[INPUT RECORDS start]

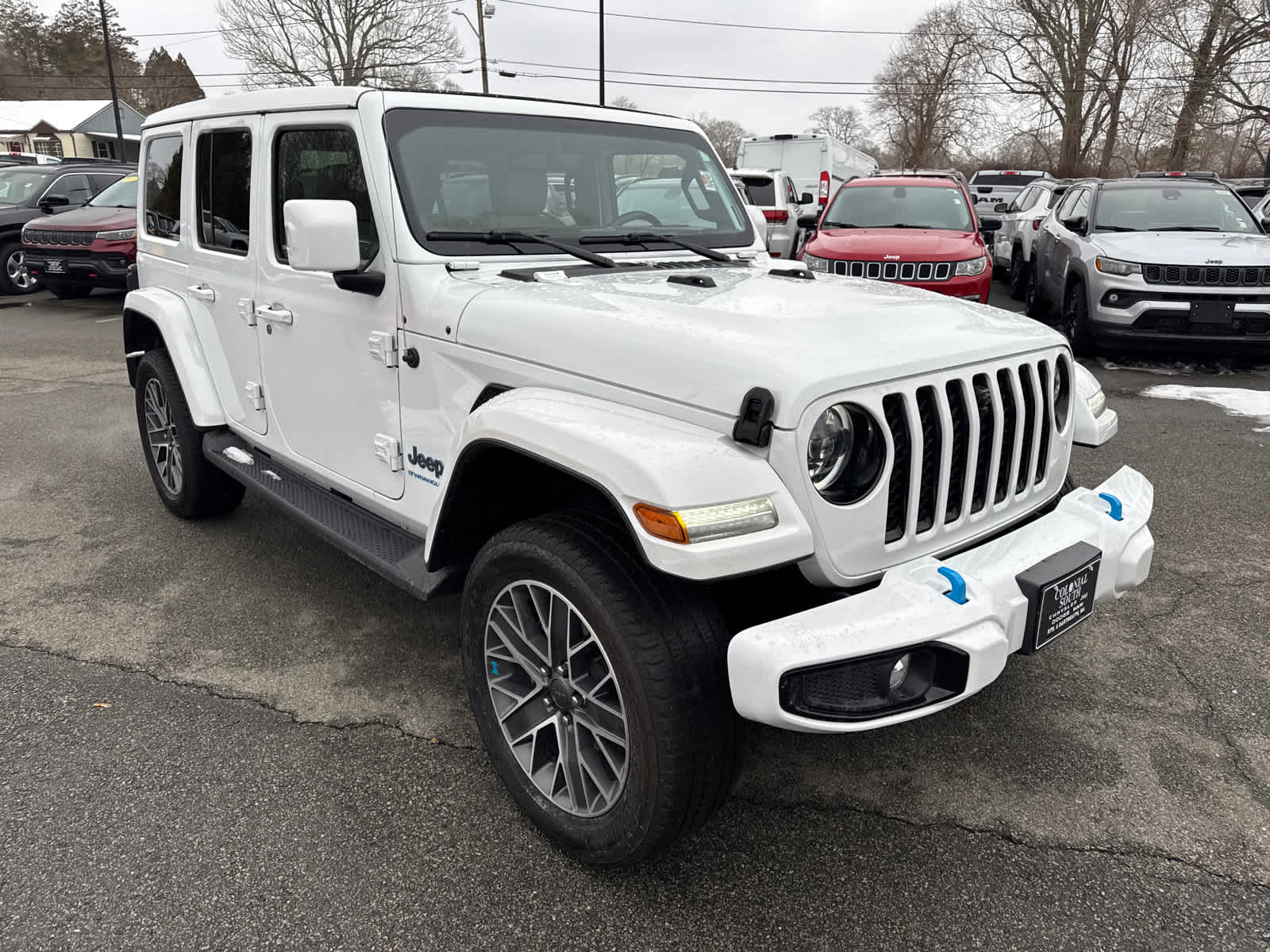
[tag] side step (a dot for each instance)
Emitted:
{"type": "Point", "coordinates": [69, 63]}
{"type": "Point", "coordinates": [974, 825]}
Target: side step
{"type": "Point", "coordinates": [375, 543]}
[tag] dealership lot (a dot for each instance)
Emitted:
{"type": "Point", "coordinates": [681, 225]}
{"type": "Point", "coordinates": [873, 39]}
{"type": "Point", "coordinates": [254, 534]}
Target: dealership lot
{"type": "Point", "coordinates": [287, 758]}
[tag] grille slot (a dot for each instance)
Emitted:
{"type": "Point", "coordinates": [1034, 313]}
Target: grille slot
{"type": "Point", "coordinates": [897, 493]}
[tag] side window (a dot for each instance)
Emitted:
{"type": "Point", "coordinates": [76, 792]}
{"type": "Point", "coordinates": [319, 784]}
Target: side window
{"type": "Point", "coordinates": [74, 187]}
{"type": "Point", "coordinates": [224, 188]}
{"type": "Point", "coordinates": [321, 164]}
{"type": "Point", "coordinates": [163, 187]}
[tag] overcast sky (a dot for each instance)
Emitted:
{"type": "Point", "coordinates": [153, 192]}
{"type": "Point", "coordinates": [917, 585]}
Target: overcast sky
{"type": "Point", "coordinates": [569, 40]}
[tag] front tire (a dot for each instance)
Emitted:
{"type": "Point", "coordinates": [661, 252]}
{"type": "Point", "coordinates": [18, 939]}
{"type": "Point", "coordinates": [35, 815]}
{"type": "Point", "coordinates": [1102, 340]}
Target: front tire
{"type": "Point", "coordinates": [600, 689]}
{"type": "Point", "coordinates": [186, 482]}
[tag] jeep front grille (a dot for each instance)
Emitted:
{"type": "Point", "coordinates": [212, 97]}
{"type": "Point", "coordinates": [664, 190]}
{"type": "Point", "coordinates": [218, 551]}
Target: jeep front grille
{"type": "Point", "coordinates": [979, 440]}
{"type": "Point", "coordinates": [1210, 276]}
{"type": "Point", "coordinates": [895, 271]}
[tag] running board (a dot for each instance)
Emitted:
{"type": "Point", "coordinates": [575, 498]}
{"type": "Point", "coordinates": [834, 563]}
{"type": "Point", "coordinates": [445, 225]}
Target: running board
{"type": "Point", "coordinates": [375, 543]}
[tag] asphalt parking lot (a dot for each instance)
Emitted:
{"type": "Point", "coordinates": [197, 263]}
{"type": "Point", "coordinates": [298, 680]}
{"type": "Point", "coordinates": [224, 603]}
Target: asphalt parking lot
{"type": "Point", "coordinates": [228, 735]}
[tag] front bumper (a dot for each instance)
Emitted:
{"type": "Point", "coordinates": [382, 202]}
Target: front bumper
{"type": "Point", "coordinates": [911, 607]}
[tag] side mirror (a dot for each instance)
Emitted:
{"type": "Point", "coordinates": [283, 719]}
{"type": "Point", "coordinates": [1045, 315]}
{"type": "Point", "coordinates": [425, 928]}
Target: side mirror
{"type": "Point", "coordinates": [321, 235]}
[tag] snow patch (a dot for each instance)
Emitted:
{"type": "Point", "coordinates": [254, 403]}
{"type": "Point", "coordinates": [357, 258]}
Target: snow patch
{"type": "Point", "coordinates": [239, 456]}
{"type": "Point", "coordinates": [1236, 401]}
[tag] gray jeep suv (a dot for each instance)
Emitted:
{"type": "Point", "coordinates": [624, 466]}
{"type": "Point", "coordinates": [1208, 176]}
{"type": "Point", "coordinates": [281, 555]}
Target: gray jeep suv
{"type": "Point", "coordinates": [1165, 258]}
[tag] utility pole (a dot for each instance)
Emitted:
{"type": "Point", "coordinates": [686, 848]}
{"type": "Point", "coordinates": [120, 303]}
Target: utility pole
{"type": "Point", "coordinates": [114, 93]}
{"type": "Point", "coordinates": [480, 36]}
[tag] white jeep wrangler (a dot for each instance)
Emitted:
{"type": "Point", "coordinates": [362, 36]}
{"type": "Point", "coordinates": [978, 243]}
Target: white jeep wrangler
{"type": "Point", "coordinates": [421, 325]}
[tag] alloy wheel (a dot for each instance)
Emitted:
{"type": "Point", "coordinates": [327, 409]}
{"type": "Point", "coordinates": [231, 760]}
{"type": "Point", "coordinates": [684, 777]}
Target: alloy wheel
{"type": "Point", "coordinates": [162, 437]}
{"type": "Point", "coordinates": [17, 271]}
{"type": "Point", "coordinates": [556, 698]}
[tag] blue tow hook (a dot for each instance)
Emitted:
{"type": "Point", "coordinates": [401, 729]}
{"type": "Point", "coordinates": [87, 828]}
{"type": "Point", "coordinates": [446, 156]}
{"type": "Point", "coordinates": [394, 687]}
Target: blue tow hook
{"type": "Point", "coordinates": [1117, 505]}
{"type": "Point", "coordinates": [958, 592]}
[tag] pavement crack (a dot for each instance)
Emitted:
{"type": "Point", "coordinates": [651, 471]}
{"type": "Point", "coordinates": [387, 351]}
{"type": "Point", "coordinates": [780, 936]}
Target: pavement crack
{"type": "Point", "coordinates": [1117, 854]}
{"type": "Point", "coordinates": [387, 724]}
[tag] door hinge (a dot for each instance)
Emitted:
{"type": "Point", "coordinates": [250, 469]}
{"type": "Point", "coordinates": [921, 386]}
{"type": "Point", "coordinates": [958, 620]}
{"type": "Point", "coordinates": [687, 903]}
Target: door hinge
{"type": "Point", "coordinates": [389, 450]}
{"type": "Point", "coordinates": [383, 347]}
{"type": "Point", "coordinates": [254, 395]}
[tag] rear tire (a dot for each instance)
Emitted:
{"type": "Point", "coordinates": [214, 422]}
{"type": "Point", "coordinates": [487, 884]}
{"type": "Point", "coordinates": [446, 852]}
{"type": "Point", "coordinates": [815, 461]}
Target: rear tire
{"type": "Point", "coordinates": [1076, 319]}
{"type": "Point", "coordinates": [69, 290]}
{"type": "Point", "coordinates": [186, 482]}
{"type": "Point", "coordinates": [662, 647]}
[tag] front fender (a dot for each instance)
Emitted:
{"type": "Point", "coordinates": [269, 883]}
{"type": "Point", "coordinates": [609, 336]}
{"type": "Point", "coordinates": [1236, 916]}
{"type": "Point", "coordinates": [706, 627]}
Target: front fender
{"type": "Point", "coordinates": [1087, 429]}
{"type": "Point", "coordinates": [175, 329]}
{"type": "Point", "coordinates": [634, 456]}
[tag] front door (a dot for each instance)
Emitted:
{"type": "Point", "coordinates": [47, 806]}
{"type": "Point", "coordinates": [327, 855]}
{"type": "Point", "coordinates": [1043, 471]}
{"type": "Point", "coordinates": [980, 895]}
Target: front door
{"type": "Point", "coordinates": [329, 355]}
{"type": "Point", "coordinates": [224, 240]}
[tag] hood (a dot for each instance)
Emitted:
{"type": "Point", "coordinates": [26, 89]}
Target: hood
{"type": "Point", "coordinates": [910, 244]}
{"type": "Point", "coordinates": [89, 219]}
{"type": "Point", "coordinates": [708, 347]}
{"type": "Point", "coordinates": [1184, 247]}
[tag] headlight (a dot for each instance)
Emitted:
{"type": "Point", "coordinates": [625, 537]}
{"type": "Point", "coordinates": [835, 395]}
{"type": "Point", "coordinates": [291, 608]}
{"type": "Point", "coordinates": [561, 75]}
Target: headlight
{"type": "Point", "coordinates": [973, 267]}
{"type": "Point", "coordinates": [1110, 266]}
{"type": "Point", "coordinates": [1098, 404]}
{"type": "Point", "coordinates": [845, 454]}
{"type": "Point", "coordinates": [1062, 393]}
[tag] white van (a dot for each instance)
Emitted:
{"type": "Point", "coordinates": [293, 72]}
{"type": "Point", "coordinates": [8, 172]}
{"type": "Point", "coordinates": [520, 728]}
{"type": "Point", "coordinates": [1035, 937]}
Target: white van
{"type": "Point", "coordinates": [818, 164]}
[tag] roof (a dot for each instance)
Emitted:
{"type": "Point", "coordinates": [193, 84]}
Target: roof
{"type": "Point", "coordinates": [304, 98]}
{"type": "Point", "coordinates": [920, 181]}
{"type": "Point", "coordinates": [63, 114]}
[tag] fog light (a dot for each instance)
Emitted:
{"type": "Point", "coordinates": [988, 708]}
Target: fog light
{"type": "Point", "coordinates": [878, 685]}
{"type": "Point", "coordinates": [899, 670]}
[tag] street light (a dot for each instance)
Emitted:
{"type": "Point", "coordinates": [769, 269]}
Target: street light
{"type": "Point", "coordinates": [483, 12]}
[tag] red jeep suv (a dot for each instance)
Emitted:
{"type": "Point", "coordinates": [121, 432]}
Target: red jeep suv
{"type": "Point", "coordinates": [908, 228]}
{"type": "Point", "coordinates": [88, 248]}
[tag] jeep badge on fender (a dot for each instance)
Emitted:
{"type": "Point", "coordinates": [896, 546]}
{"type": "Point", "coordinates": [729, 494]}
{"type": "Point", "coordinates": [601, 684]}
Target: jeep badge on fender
{"type": "Point", "coordinates": [583, 340]}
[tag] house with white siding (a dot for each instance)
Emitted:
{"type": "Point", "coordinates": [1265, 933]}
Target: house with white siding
{"type": "Point", "coordinates": [69, 129]}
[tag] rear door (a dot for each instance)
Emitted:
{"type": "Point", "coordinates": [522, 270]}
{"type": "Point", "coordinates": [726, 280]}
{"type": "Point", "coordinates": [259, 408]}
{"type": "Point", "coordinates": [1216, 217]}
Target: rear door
{"type": "Point", "coordinates": [224, 253]}
{"type": "Point", "coordinates": [329, 353]}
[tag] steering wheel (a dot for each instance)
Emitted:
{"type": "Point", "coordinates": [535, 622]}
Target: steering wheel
{"type": "Point", "coordinates": [626, 217]}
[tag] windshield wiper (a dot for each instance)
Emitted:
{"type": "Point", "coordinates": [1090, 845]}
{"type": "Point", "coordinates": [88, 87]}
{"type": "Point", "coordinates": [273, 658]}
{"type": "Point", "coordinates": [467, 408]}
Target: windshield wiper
{"type": "Point", "coordinates": [643, 238]}
{"type": "Point", "coordinates": [511, 238]}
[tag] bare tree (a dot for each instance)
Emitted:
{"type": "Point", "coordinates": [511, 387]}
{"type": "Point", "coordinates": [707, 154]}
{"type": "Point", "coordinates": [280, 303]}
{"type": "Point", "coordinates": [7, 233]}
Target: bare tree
{"type": "Point", "coordinates": [340, 42]}
{"type": "Point", "coordinates": [838, 121]}
{"type": "Point", "coordinates": [724, 135]}
{"type": "Point", "coordinates": [1210, 38]}
{"type": "Point", "coordinates": [924, 95]}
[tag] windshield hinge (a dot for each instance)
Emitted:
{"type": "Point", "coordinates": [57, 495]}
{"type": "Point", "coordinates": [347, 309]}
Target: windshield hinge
{"type": "Point", "coordinates": [755, 423]}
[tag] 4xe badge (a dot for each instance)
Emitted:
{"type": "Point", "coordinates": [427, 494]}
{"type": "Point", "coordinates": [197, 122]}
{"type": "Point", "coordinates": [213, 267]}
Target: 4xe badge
{"type": "Point", "coordinates": [425, 463]}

[INPUT RECORDS end]

### AIM
Reproduce the stretch of entries from the line containing "[tag] 4xe badge (a dot for each instance)" through the end of the entries, swapping "badge" for "emblem" and leaving everything else unchanged.

### FULL ANSWER
[tag] 4xe emblem (a dot for each instance)
Emitted:
{"type": "Point", "coordinates": [427, 494]}
{"type": "Point", "coordinates": [197, 122]}
{"type": "Point", "coordinates": [213, 267]}
Target: 4xe emblem
{"type": "Point", "coordinates": [425, 463]}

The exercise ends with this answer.